### PROBLEMS TO SOLVE:
**1)** Reproduce the portion of the Cider House Chicken recipe that opens with the words containing "1 cup apple" and closes with "it simmers later)".
**2)** Carry on the Cider House Chicken recipe from the point where it stops.

### SOURCE TEXT:

Cider House Chicken
4 boneless skinless chicken breast halves, trimmed
1/4 teaspoon salt
1/4 teaspoon ground pepper
3 teaspoons olive oil. divided
1 medium onion, chopped (1cup)
1 cup apple cider
1/4 cup dried cranberries
3/4 teaspoon thyme
2 teaspoons water
1 teaspoon cornstarch
4 teaspoons grainy mustard, such as country style Dijon
1) Sprinkle chicken with salt and pepper. In large nonstick skillet, heat 2 teaspoons of the olive oil over medium high heat until hot. Add chicken; cook about 2 minutes per side or just until browned. Transfer to plate. (Chicken will continue to cook as it simmers later)
2) Add remaining 1 teaspoon of the olive oil to skillet; reduce heat to medium. Add onion; saute' 2 to 3 minutes or until softened and lightly browned. Add cider, dried cranberries and thyme; bring to a simmer. * Return chicken to skillet; reduce heat to low. Cover; simmer 6 to 8 minutes or until chicken is no longer pink in center.

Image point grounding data
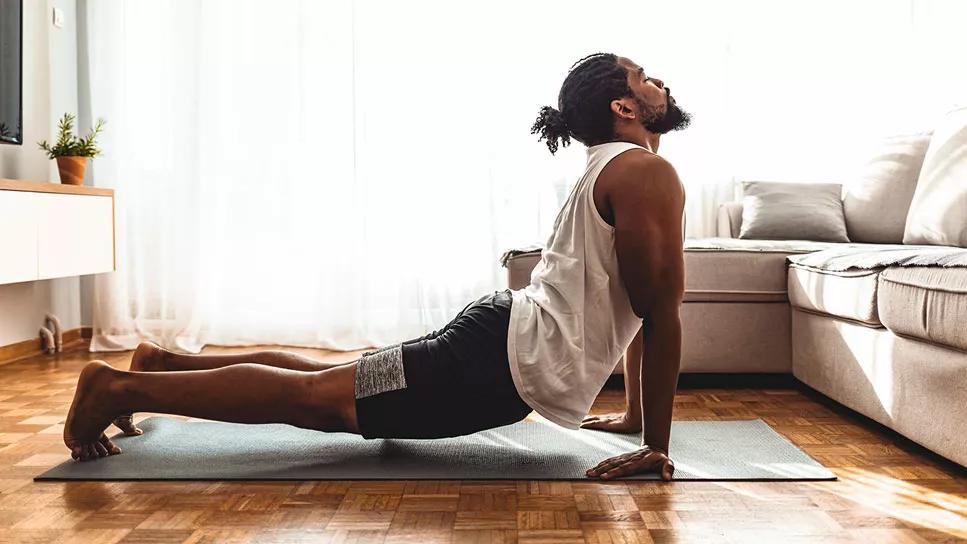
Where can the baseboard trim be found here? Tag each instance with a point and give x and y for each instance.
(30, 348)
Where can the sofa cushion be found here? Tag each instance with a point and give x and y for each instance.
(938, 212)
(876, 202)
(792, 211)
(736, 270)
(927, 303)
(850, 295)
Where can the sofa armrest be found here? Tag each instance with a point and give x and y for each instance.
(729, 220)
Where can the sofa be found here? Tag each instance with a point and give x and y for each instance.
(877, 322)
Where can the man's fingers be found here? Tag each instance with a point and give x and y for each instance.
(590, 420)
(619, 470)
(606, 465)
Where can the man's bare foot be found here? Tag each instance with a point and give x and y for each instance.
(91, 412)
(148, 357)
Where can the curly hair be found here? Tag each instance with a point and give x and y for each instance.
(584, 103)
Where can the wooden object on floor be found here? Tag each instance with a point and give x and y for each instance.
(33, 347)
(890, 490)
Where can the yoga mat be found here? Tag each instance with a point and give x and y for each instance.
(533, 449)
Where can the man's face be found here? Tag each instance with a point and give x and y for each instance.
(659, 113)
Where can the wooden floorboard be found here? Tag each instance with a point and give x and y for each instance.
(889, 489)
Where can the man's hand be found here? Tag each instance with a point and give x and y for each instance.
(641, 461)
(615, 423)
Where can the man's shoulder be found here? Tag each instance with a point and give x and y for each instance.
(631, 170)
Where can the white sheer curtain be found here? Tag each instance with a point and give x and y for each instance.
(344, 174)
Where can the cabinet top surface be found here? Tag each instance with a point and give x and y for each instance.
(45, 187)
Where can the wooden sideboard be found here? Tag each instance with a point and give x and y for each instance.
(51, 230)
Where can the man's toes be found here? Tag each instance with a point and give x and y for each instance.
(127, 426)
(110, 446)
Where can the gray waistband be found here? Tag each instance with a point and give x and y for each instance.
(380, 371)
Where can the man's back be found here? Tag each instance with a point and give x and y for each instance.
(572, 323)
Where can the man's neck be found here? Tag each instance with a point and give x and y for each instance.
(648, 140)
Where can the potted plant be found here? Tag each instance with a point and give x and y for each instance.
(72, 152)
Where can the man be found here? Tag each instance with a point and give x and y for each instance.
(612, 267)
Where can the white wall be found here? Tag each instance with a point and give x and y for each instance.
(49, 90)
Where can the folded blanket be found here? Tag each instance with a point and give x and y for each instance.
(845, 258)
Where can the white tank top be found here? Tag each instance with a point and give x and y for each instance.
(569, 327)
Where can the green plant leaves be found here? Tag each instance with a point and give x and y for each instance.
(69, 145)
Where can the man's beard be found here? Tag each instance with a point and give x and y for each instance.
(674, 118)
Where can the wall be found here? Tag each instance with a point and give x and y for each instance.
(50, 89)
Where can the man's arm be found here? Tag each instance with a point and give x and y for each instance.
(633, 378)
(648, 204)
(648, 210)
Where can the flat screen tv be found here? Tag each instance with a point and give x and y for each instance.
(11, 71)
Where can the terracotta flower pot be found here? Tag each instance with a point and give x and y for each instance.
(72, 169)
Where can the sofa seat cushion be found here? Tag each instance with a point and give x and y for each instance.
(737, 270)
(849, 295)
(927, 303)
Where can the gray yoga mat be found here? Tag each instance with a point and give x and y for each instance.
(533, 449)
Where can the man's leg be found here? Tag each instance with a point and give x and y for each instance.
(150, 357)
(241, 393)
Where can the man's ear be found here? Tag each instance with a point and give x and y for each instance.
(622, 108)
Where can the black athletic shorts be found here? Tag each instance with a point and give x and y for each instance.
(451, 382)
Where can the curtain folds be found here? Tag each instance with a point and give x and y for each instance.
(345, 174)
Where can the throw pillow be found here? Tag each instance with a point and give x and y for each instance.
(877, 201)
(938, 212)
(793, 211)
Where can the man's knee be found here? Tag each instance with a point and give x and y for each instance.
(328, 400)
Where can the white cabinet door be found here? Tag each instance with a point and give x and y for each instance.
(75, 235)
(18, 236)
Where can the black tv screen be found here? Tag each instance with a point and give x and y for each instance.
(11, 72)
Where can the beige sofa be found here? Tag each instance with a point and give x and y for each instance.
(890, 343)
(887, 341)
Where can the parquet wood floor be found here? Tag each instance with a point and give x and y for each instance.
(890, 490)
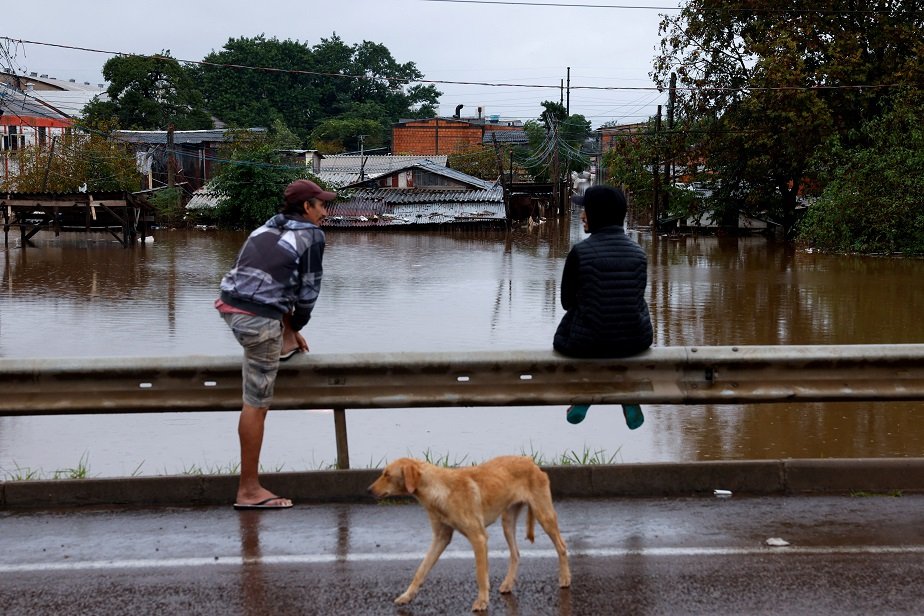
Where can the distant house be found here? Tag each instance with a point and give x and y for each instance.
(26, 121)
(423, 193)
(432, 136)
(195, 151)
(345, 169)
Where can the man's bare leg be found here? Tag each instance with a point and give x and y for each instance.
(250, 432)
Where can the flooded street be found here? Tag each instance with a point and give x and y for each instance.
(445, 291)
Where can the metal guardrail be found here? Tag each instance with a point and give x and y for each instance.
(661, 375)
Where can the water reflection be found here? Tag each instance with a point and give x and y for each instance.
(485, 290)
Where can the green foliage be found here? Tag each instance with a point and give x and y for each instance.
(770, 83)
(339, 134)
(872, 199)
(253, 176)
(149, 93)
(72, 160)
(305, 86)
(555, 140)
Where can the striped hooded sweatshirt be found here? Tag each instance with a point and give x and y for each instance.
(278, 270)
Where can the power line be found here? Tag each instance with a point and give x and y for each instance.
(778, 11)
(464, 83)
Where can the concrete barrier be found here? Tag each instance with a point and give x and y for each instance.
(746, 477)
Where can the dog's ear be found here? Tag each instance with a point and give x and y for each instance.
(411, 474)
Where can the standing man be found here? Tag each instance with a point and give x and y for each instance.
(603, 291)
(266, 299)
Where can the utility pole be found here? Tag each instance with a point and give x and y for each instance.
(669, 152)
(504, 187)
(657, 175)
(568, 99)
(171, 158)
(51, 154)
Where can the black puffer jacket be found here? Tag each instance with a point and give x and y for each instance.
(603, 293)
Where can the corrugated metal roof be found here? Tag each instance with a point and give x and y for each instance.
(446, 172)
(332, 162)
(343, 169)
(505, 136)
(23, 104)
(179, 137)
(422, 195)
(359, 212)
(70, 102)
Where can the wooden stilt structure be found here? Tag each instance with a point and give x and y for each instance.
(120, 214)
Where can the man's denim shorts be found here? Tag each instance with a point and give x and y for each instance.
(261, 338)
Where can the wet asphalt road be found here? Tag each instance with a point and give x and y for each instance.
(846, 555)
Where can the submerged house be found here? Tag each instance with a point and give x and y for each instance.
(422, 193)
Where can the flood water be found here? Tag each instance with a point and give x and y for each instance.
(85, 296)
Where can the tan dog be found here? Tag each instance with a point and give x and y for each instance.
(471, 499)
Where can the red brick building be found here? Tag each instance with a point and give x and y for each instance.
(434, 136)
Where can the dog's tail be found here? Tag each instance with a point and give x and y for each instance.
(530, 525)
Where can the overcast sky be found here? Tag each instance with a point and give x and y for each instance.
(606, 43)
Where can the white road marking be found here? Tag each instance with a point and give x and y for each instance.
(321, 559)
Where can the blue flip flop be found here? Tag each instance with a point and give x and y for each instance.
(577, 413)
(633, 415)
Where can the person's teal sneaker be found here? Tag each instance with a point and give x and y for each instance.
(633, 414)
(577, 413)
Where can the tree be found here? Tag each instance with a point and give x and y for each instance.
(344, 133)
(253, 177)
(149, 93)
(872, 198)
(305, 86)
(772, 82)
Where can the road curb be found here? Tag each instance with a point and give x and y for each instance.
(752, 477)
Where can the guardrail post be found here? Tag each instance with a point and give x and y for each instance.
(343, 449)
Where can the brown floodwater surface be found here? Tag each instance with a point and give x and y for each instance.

### EXPECTED RESULTS:
**1)**
1 cup apple cider
1/4 cup dried cranberries
3/4 teaspoon thyme
2 teaspoons water
1 teaspoon cornstarch
4 teaspoons grainy mustard, such as country style Dijon
1) Sprinkle chicken with salt and pepper. In large nonstick skillet, heat 2 teaspoons of the olive oil over medium high heat until hot. Add chicken; cook about 2 minutes per side or just until browned. Transfer to plate. (Chicken will continue to cook as it simmers later)

**2)**
3) Transfer chicken to clean platter or plates. In a small bowl, mix water and cornstarch. Add cornstarch mixture to sauce in skillet; increase heat to medium. Cook, stirring constantly, about 1 minute or until slightly thickened. Stir in mustard. Spoon sauce over chicken.
4 servings
Preparation time: 15 minutes
Ready to serve: 25 minutes
Per serving: 230 calories, 5 g total fat (1 g saturated fat), 27 g protein, 12 g carbs, 66 mg cholesterol, 249 mg sodium, 1 g fiber
Star nutrients: Vitamin B6 (35%) Niacin (65%) Phosphorus (25%)
TIP * If you prefer a sweeter dish, try adding a tablespoon packed brown sugar when you add the cider, dried cranberries and thyme.